● DATA FOR THIS EXERCISE
>> begin

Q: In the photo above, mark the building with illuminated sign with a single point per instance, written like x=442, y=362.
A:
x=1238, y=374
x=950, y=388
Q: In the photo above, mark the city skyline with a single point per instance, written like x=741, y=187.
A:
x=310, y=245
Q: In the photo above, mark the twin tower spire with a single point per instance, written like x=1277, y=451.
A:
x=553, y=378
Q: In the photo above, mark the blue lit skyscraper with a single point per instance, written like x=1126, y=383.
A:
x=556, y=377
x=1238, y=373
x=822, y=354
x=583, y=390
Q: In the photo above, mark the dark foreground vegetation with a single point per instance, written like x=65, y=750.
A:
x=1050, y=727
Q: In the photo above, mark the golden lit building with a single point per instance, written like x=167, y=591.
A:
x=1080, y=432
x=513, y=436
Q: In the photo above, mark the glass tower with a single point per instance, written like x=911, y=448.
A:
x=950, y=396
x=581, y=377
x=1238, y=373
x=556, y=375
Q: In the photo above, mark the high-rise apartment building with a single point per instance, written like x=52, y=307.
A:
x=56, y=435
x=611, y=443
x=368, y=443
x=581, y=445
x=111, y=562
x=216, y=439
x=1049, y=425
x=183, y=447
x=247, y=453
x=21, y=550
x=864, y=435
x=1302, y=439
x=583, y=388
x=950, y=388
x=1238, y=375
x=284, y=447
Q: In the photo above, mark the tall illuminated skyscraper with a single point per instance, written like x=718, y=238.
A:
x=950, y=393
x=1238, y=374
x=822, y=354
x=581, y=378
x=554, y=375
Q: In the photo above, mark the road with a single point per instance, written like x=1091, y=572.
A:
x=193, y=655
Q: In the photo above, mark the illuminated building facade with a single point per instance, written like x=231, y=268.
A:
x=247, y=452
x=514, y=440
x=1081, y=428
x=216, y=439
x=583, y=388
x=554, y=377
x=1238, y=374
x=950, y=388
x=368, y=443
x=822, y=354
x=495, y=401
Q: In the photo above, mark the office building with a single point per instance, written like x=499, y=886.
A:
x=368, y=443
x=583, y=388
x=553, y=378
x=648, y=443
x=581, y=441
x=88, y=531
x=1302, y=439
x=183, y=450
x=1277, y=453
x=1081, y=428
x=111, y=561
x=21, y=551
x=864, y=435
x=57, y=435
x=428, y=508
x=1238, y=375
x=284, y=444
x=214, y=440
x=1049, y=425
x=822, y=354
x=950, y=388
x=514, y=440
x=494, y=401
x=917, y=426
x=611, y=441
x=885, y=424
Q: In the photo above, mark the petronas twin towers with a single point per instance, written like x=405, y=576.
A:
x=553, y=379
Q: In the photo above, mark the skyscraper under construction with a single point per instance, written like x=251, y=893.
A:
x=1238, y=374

>> end
>> begin

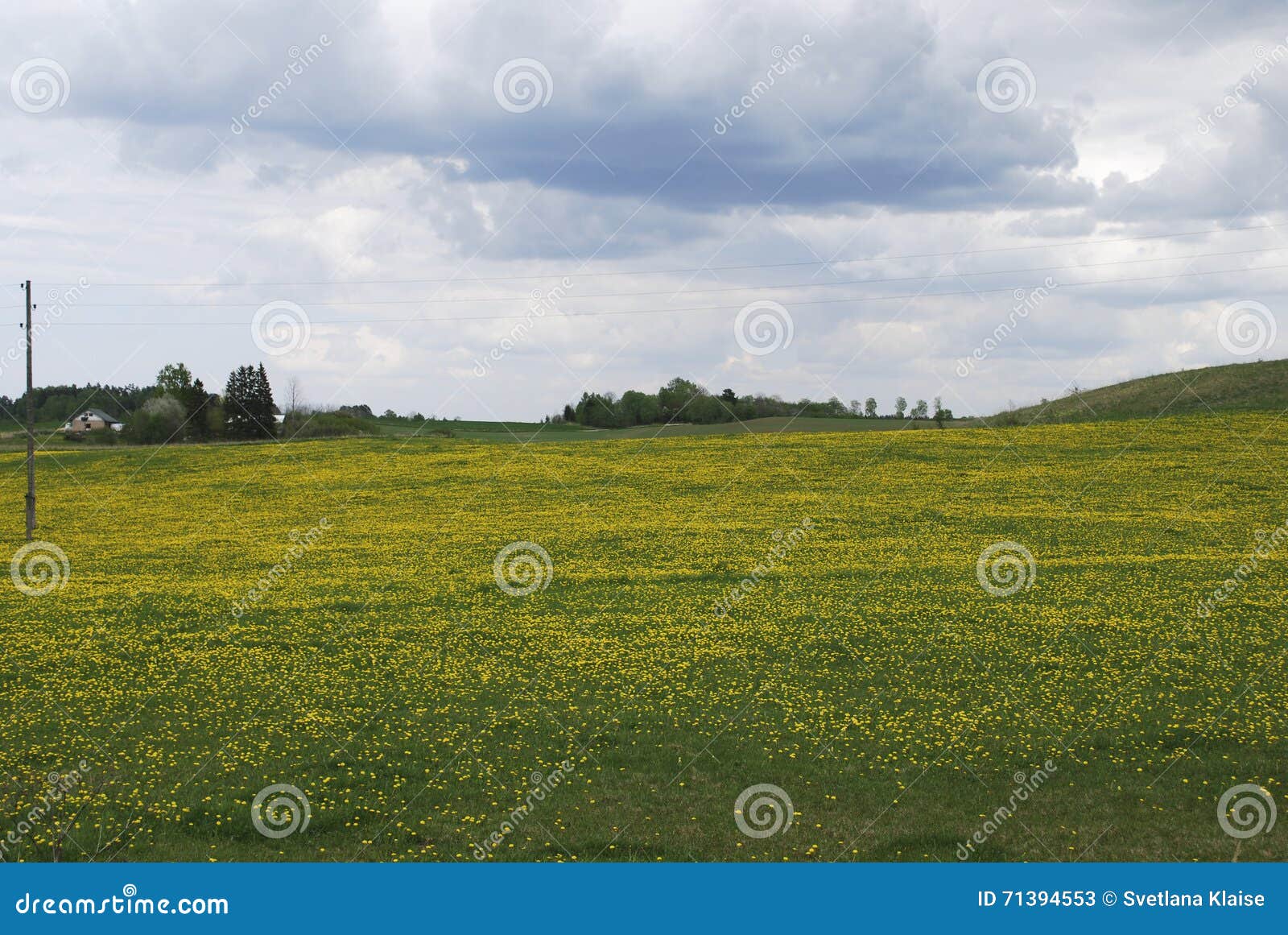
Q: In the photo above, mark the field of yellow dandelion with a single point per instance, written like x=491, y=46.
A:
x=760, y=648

>> end

● THE PROBLEM
Shift every answer coordinate in the material by 113 and write out everything from the line containing "Q: In the photo above, mark the road" down to the line containing "x=193, y=655", requests included. Keep the sample coordinates inside the requests unchanged.

● TASK ANSWER
Q: In the photo above, mark the road with a single point per instance, written like x=1091, y=572.
A:
x=306, y=768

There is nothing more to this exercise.